━━ Data for analysis
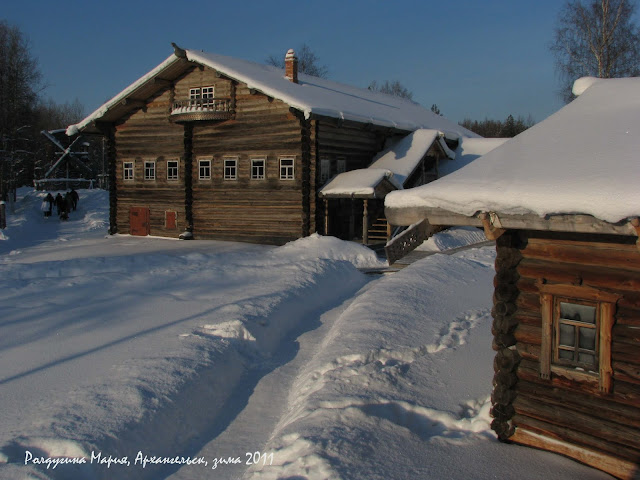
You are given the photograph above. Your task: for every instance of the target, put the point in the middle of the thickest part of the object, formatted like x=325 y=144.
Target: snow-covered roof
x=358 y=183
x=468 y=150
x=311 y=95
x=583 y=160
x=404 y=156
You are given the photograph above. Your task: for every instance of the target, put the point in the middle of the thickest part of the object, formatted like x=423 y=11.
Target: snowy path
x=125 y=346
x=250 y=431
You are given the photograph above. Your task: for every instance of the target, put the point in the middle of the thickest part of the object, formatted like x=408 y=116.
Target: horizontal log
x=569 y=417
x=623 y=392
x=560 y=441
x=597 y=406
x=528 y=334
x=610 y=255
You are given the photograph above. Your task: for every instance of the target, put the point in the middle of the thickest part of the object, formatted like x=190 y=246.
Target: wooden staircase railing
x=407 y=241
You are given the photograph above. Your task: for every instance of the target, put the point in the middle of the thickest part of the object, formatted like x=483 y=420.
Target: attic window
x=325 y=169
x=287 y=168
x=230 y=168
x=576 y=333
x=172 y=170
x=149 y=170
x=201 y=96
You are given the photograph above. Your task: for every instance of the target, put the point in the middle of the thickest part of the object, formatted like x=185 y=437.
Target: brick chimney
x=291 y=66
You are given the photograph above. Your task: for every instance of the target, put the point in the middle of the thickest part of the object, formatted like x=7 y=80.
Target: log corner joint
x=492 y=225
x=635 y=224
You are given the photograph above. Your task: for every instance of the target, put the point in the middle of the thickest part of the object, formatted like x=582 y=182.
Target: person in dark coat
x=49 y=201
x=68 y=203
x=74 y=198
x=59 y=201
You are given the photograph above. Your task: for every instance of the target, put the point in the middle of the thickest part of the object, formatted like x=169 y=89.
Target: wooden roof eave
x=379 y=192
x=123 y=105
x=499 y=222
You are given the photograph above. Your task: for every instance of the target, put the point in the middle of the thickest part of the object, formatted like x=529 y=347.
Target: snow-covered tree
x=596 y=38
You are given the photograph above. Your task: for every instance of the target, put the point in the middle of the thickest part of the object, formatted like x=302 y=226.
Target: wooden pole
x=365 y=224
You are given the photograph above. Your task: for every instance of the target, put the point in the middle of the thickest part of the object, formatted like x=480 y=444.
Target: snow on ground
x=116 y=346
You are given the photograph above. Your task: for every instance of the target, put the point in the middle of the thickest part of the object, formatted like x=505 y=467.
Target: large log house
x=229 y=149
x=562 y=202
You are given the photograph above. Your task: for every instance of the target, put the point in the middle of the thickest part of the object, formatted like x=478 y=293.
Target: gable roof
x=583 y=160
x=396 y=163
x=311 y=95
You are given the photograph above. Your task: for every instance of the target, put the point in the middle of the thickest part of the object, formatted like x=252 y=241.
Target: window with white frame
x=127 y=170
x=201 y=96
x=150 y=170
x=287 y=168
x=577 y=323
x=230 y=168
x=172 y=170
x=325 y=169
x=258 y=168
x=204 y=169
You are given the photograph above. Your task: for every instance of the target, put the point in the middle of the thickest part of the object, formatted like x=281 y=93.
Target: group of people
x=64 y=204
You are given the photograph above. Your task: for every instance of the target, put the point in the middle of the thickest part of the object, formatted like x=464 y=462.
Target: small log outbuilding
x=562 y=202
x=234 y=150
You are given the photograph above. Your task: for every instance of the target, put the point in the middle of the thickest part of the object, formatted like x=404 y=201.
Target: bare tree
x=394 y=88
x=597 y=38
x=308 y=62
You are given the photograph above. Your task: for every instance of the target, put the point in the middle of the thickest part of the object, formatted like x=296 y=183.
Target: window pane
━━━━
Problem description -
When the line with "Target: large log house" is reached in the data above, begin copying, and stop after the line with "like x=478 y=293."; copy each line exactly, both ends included.

The completed task -
Target: large log house
x=229 y=149
x=562 y=202
You are given the photograph above. Your task: for every instance of the target, put the point in the middle of the thickest part of the object, formatted like x=478 y=293.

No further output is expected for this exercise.